** EXCERPTED RECORDS follows **
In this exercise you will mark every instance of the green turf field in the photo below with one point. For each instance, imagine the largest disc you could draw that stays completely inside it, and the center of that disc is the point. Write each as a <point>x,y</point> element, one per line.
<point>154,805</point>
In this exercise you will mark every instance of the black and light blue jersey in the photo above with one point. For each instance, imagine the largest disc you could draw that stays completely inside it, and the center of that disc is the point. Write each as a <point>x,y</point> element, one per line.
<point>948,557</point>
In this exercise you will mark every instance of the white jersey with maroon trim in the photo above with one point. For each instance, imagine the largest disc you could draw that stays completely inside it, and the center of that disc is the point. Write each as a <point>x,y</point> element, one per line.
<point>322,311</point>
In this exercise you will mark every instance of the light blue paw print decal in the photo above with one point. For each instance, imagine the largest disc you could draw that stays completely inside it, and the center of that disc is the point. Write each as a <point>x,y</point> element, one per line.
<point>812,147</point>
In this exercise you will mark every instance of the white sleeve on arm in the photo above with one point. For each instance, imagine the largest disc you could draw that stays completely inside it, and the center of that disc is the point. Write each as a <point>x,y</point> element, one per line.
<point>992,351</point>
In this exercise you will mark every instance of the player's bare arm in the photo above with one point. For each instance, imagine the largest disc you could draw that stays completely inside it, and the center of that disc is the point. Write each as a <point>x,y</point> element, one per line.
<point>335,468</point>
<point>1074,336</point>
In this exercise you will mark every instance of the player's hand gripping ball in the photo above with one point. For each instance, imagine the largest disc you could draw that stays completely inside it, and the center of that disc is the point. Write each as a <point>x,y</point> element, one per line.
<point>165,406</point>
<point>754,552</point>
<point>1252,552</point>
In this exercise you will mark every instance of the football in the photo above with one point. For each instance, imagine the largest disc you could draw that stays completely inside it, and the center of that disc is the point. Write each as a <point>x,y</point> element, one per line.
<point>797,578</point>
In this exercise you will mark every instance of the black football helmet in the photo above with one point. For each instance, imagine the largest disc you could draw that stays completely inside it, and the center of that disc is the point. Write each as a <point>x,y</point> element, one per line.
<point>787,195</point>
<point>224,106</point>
** End of EXCERPTED RECORDS **
PROBLEM REQUIREMENTS =
Set down exactly what runs from the line with "In this exercise you will mark every instance of the football" to the last line of the data above, including both of those lines and no others.

EXERCISE ANSWER =
In this exercise you will mark every instance of the football in the photo above with one point. For each instance, imagine the largest disc you could draw that stays completely inside it, and the center of that disc is the point. Write each as a <point>x,y</point> element, one per line.
<point>797,578</point>
In this exercise you will mark every instance of the black football helmet in the photo above with one point. For each instance, imagine the largest disc you could draw that stays completely inside it, and the center of that disc is the point. Write each as a <point>x,y</point> element, one per line.
<point>787,195</point>
<point>224,106</point>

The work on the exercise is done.